→ **Problem requirements**
Nothing but the lines from the one containing "Expected: a point placed on each instance of the black sandal" to the end of the data should be returned, each exactly as written.

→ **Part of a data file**
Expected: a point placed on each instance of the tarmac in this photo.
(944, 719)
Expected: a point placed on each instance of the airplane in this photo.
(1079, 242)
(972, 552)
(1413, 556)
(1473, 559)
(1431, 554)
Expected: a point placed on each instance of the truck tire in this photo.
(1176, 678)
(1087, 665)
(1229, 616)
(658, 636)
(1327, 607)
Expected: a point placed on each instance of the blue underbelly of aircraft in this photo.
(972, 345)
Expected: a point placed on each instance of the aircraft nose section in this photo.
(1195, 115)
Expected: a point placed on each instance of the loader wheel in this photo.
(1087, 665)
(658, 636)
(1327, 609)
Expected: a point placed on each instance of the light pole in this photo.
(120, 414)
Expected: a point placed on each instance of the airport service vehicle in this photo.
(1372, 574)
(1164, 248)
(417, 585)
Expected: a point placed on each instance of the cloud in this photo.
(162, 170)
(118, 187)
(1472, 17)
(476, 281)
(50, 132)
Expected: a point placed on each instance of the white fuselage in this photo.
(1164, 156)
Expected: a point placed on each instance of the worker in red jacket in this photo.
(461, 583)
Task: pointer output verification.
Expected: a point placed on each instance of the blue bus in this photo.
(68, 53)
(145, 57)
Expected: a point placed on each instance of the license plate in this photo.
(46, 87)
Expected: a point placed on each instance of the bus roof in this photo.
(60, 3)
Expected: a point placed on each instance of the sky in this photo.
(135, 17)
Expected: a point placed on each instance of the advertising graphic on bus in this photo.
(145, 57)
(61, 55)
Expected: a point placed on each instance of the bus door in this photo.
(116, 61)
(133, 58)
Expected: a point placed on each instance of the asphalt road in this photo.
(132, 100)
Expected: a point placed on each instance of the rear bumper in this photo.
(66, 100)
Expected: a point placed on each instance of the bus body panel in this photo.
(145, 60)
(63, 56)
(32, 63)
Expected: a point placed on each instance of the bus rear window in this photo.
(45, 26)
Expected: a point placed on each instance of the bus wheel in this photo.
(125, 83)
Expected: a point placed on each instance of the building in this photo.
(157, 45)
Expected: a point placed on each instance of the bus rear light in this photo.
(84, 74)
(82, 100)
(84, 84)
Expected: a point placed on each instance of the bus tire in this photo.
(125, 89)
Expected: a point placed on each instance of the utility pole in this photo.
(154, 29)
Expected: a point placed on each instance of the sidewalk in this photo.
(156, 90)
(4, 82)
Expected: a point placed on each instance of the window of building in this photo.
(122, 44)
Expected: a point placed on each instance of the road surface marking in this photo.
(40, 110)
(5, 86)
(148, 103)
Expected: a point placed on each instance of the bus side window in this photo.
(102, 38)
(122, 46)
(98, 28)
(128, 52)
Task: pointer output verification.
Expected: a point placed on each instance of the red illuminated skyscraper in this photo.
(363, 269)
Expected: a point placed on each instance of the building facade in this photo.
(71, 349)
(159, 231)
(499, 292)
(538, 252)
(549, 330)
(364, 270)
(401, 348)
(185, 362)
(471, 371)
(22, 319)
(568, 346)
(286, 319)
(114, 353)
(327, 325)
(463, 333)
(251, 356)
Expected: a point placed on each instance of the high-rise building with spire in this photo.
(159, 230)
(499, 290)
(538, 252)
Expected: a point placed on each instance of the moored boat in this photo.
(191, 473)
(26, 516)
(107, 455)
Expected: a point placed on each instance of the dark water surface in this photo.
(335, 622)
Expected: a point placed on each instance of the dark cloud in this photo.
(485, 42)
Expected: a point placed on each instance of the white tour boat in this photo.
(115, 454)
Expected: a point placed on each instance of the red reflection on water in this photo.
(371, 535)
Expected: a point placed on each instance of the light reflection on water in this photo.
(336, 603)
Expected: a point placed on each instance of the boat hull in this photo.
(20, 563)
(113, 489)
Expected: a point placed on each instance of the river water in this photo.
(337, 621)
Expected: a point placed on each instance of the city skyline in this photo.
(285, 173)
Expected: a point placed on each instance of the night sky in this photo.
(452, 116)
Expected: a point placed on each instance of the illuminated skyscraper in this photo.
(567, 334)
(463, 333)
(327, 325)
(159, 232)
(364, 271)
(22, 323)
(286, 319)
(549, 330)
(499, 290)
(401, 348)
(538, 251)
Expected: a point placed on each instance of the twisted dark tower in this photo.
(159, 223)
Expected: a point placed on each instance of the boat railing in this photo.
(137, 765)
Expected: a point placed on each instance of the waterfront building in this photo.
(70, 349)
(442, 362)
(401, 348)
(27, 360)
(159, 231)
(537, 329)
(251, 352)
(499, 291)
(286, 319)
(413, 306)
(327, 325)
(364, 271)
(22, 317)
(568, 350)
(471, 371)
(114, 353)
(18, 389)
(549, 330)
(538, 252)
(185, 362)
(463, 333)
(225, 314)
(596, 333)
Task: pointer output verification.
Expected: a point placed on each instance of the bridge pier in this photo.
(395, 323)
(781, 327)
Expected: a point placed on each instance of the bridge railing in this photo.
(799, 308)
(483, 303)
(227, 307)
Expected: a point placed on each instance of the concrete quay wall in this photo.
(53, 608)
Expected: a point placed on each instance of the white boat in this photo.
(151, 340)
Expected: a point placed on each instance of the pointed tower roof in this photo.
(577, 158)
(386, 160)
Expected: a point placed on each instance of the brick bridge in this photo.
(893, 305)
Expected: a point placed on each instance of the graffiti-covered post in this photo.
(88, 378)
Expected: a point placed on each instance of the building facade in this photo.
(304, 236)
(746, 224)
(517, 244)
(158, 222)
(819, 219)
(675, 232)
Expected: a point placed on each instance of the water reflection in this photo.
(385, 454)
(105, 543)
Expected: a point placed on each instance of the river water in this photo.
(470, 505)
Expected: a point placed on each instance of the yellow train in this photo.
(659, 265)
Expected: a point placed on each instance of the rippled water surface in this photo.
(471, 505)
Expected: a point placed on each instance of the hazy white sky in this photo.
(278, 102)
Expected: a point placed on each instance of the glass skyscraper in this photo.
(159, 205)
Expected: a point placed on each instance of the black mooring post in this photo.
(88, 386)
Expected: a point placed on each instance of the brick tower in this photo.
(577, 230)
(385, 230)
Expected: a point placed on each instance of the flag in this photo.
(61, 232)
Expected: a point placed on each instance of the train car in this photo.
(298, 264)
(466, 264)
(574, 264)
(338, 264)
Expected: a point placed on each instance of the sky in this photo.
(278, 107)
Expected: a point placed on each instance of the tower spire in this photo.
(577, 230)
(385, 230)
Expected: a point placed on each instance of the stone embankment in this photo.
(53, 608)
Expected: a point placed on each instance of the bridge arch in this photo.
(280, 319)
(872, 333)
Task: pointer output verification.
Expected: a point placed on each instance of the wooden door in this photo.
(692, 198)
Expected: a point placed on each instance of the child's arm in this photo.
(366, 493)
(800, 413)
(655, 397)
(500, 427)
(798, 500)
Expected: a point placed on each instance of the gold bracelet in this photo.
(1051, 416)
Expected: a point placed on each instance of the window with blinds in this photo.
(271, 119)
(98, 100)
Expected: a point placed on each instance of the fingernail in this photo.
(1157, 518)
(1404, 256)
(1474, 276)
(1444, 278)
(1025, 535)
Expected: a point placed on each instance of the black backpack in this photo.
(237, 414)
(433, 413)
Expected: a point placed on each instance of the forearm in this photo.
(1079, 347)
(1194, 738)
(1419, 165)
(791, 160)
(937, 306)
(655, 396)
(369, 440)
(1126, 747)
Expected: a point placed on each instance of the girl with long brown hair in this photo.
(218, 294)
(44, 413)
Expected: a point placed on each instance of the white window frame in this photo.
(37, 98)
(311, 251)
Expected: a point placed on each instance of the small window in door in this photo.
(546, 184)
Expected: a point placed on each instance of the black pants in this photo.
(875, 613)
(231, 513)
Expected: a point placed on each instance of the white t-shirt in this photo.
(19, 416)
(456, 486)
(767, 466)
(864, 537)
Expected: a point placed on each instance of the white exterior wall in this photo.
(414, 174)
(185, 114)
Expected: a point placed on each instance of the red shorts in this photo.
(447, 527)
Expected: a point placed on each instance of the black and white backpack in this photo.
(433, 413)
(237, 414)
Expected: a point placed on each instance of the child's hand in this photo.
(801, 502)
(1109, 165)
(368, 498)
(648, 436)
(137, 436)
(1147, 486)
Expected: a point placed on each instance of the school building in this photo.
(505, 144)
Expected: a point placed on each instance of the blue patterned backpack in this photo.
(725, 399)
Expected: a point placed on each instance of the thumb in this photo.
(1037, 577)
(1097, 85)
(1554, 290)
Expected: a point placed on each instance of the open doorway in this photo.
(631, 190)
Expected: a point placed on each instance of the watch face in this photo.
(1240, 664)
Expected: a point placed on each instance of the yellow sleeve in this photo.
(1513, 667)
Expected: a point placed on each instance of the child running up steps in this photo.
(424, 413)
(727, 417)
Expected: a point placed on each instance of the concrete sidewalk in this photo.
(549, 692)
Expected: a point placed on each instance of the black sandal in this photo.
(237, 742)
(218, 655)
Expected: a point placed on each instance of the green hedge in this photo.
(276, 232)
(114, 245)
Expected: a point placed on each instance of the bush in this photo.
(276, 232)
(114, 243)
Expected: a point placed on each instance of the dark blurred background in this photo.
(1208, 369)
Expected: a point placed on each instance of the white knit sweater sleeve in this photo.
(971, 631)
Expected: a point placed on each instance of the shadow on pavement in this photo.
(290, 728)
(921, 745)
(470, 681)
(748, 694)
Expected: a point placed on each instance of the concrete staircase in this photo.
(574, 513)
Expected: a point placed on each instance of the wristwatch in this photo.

→ **Finished task**
Expected: a point placed on each instance of the black sandal in this photo.
(237, 742)
(218, 655)
Expected: a point placed on each instance of the green hedge in this photo.
(276, 232)
(114, 245)
Expected: a point placed on each instance of the bush in this photo.
(276, 232)
(114, 243)
Expected: a point placed on each instance of the dark blurred background in this photo.
(1208, 369)
Expected: a point placed on each instance of the white knit sweater sleeve in this photo.
(971, 631)
Expected: a point placed on each instance of the shadow on pavement in this photo.
(290, 728)
(921, 745)
(470, 681)
(748, 694)
Expected: a point placed on each instance of the concrete staircase in this photo.
(574, 513)
Expected: a point placed on each instance of the wristwatch in this photo.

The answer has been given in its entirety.